### Work to be completed
Look for the line that has "positive clicks: (200, 70)" in the material below; please repeat it and every line after it, exactly, up to and including the line that has "positive clicks: (171, 282)", and nothing else.
* * *
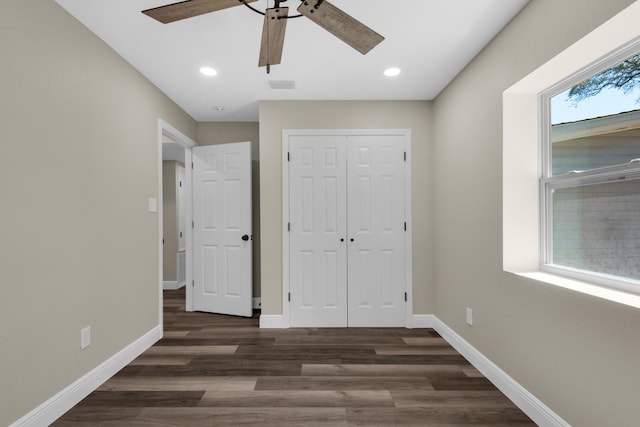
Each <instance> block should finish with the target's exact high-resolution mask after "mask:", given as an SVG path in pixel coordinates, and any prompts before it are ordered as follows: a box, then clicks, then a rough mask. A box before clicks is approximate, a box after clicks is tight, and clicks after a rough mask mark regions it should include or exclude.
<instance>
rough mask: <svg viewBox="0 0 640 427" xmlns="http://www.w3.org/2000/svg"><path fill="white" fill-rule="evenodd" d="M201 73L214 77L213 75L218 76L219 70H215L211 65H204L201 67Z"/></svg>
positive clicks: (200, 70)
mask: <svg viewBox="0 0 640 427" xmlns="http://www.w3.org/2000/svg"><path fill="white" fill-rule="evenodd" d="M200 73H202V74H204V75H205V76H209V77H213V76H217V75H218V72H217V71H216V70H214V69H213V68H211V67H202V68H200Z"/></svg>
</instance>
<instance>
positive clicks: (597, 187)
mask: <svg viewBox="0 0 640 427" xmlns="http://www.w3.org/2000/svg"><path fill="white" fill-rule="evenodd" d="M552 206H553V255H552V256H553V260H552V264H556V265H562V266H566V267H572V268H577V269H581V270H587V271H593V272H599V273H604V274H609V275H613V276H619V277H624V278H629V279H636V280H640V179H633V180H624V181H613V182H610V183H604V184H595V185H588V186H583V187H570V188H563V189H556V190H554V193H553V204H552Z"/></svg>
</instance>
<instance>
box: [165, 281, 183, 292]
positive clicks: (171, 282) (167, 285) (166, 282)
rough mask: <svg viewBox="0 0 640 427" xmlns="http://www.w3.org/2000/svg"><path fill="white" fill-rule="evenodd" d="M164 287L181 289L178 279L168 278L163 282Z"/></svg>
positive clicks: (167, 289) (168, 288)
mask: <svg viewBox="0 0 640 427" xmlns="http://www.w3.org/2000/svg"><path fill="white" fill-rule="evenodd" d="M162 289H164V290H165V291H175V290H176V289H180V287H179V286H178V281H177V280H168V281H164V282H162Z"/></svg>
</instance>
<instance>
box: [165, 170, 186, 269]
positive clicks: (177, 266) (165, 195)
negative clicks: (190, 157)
* * *
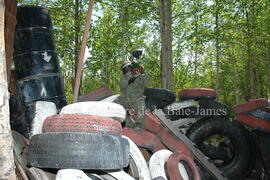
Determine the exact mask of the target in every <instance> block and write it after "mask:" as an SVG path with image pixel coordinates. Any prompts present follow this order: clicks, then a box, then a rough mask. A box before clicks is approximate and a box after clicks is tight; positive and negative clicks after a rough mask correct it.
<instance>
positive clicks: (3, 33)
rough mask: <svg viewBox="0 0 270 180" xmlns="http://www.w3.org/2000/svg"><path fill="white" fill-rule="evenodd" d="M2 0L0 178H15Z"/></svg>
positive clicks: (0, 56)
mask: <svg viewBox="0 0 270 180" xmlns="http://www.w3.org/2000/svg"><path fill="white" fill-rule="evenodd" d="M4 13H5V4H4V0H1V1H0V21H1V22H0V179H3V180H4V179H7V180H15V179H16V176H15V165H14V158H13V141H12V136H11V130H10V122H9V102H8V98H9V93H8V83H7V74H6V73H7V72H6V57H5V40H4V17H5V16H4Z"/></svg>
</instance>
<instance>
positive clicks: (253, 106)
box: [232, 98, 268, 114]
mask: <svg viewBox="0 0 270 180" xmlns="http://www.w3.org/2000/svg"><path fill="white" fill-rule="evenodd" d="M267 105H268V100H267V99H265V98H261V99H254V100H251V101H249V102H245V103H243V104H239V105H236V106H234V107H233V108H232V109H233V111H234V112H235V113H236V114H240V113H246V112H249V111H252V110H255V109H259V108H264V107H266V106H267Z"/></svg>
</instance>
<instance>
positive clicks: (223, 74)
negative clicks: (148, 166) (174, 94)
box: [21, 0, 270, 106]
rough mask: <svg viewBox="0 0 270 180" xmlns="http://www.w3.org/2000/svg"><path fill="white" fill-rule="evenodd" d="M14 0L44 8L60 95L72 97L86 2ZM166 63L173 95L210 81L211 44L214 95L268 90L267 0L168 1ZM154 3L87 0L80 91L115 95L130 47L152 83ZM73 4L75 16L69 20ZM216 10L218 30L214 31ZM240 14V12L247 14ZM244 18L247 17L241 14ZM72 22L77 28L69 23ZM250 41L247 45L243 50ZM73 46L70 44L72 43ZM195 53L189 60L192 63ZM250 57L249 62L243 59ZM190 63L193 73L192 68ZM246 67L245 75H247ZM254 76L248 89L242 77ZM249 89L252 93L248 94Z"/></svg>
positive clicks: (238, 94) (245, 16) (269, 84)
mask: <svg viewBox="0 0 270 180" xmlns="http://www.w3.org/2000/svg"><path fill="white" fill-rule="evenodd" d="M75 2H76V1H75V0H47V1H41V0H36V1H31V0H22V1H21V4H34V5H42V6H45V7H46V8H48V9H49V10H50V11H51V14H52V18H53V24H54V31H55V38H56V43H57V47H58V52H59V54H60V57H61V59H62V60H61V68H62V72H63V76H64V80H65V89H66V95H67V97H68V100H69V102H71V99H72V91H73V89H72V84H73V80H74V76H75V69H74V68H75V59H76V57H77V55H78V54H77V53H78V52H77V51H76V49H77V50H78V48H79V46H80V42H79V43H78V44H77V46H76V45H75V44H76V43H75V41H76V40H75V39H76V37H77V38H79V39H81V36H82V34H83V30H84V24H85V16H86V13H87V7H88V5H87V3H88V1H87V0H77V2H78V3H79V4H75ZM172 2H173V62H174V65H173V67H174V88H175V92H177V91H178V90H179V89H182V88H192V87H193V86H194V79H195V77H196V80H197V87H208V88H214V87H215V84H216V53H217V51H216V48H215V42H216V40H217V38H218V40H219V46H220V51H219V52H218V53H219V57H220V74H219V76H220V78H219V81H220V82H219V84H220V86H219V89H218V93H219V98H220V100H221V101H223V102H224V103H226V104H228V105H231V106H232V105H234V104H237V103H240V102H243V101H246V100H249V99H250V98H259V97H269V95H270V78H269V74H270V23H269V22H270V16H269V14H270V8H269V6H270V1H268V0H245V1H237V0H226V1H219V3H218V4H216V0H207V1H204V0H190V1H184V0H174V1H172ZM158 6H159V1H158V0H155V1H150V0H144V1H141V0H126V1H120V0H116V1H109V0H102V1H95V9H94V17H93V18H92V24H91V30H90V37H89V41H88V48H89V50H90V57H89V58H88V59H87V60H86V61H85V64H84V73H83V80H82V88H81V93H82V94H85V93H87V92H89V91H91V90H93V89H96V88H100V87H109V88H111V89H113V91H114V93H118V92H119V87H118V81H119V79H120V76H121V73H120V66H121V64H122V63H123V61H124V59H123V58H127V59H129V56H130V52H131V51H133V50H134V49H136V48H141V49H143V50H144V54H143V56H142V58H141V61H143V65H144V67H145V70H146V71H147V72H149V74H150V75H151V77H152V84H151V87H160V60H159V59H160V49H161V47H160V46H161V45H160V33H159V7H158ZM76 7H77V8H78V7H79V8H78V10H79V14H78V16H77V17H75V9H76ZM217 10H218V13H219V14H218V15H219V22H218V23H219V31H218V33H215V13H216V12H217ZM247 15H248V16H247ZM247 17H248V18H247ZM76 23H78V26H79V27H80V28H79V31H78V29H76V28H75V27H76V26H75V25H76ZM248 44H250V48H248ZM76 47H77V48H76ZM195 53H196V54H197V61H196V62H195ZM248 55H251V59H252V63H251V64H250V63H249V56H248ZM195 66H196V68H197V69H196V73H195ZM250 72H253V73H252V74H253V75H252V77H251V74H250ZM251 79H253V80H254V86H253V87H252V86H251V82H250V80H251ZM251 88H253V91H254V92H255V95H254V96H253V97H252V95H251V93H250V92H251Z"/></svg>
* * *
### Exercise response
positive clicks: (200, 70)
mask: <svg viewBox="0 0 640 427" xmlns="http://www.w3.org/2000/svg"><path fill="white" fill-rule="evenodd" d="M200 73H202V74H204V75H205V76H209V77H213V76H217V75H218V72H217V71H216V70H214V69H213V68H211V67H202V68H200Z"/></svg>
</instance>
<instance>
positive clicks: (597, 187)
mask: <svg viewBox="0 0 640 427" xmlns="http://www.w3.org/2000/svg"><path fill="white" fill-rule="evenodd" d="M552 206H553V255H552V256H553V260H552V264H556V265H562V266H566V267H572V268H577V269H581V270H587V271H593V272H599V273H604V274H609V275H613V276H619V277H624V278H629V279H636V280H640V179H633V180H624V181H613V182H610V183H604V184H595V185H588V186H583V187H570V188H563V189H556V190H554V193H553V204H552Z"/></svg>
</instance>
<instance>
box: [165, 281, 183, 292]
positive clicks: (171, 282) (167, 285) (166, 282)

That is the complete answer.